PROBLEM
Nothing but the lines from the one containing "Can you spot the dark trousers" through the last line of the records below should be written out, each exactly as it stands.

[DATA FOR THIS EXERCISE — start]

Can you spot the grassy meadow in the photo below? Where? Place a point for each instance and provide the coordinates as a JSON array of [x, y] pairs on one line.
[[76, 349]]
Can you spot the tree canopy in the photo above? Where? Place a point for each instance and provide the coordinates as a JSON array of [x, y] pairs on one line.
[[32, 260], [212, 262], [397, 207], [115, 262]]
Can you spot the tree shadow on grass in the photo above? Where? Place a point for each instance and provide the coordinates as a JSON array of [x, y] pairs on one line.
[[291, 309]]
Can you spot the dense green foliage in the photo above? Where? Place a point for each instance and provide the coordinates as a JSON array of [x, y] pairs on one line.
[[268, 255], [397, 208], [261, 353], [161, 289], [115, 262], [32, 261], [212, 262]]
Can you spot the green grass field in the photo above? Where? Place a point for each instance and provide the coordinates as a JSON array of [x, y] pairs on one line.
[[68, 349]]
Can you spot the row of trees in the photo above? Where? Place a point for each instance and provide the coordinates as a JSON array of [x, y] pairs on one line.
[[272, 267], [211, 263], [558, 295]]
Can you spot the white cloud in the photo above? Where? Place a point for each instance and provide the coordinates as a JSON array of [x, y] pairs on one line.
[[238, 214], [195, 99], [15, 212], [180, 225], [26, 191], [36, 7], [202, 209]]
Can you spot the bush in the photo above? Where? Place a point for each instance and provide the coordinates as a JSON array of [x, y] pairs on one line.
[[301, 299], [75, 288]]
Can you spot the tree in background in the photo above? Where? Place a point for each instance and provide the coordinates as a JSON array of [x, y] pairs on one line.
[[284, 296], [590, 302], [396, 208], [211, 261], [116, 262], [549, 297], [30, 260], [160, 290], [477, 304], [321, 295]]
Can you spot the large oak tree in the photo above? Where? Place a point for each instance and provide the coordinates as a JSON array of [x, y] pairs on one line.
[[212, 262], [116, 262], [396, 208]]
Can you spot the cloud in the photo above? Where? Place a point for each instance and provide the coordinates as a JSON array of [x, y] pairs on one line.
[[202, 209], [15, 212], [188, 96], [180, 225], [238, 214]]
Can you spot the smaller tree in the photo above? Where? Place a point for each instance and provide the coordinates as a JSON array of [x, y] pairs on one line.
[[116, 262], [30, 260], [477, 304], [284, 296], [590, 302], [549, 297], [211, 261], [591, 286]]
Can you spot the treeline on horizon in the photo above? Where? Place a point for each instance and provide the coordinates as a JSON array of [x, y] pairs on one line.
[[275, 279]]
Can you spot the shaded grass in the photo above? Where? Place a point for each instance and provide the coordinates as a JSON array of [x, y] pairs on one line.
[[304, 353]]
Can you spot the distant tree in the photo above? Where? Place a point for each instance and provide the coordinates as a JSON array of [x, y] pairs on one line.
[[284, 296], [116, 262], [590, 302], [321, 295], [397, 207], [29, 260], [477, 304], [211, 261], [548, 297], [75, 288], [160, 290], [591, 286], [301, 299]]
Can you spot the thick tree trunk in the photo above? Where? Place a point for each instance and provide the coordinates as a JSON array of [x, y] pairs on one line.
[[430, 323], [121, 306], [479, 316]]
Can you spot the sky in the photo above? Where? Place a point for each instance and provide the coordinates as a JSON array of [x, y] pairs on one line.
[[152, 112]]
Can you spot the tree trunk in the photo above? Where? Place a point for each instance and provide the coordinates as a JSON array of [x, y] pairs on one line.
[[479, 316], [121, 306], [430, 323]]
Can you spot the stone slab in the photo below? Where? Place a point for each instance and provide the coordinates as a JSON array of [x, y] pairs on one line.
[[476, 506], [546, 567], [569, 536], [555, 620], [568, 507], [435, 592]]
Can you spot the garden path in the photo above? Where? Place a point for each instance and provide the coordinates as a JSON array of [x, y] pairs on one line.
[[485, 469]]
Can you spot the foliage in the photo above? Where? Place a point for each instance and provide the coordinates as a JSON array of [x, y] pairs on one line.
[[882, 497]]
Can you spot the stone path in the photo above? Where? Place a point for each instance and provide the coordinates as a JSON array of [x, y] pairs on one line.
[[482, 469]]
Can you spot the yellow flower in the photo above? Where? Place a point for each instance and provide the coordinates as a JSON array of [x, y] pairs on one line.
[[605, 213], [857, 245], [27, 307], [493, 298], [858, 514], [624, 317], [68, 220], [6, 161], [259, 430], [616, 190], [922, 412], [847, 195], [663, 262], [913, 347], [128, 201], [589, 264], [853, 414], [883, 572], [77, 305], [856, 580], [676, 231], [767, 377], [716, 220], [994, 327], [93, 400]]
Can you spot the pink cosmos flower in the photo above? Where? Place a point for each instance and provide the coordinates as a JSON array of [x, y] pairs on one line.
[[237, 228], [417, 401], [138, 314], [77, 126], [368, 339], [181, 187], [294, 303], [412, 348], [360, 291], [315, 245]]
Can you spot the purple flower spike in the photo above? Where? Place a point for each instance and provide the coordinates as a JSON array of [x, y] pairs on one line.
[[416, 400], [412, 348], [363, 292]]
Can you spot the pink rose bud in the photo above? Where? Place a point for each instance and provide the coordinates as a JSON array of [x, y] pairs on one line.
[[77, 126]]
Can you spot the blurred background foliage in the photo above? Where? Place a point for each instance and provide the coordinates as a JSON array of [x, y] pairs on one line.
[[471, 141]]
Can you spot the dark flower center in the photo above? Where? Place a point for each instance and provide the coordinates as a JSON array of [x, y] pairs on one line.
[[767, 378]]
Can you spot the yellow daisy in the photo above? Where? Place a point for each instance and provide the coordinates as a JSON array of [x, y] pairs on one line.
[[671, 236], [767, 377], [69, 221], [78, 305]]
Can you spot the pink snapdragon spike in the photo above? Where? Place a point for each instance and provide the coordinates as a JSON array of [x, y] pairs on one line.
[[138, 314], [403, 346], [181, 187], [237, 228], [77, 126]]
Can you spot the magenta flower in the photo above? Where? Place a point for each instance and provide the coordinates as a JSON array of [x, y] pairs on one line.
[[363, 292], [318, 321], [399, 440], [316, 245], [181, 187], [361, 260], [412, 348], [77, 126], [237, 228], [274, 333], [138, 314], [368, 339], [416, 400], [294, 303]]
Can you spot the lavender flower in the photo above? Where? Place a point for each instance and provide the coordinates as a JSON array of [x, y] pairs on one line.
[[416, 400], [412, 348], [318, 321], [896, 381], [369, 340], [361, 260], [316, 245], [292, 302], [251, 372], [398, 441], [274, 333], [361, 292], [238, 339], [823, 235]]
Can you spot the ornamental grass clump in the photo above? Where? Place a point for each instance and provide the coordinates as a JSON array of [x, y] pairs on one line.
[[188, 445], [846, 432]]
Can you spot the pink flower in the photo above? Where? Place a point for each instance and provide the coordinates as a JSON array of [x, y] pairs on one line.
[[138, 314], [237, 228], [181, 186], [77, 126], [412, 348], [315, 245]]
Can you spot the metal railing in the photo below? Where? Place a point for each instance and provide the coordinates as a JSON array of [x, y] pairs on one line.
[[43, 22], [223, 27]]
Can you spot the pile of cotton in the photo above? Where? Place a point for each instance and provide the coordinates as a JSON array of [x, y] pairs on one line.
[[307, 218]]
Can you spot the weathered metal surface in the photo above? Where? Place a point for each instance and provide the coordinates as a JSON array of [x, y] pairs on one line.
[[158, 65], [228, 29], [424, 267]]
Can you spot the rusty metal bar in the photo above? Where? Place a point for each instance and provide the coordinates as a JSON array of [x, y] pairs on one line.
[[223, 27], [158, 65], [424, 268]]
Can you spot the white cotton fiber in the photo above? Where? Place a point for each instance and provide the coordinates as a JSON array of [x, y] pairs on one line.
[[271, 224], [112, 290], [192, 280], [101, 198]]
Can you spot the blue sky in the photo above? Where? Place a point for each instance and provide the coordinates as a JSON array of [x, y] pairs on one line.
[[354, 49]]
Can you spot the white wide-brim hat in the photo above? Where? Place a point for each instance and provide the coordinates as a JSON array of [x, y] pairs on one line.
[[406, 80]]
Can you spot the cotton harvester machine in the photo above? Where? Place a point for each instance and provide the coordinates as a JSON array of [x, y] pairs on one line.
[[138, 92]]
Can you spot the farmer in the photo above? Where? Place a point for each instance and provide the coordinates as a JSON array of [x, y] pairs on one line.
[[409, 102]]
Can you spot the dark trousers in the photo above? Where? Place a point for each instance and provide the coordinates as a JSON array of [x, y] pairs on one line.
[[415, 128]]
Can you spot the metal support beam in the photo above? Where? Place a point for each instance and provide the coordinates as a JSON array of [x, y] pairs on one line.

[DATA FOR THIS EXERCISE — finish]

EXERCISE SOLUTION
Can you spot the dark trousers in the photo above? Where? Place a point for each instance and provide the coordinates as a JSON array of [x, y] pairs on one line.
[[415, 128]]
Can you spot the metal support beam in the photo above? Where? Place a point for each instance and provide the coordinates as a JSON array of [x, y] pairs on one line.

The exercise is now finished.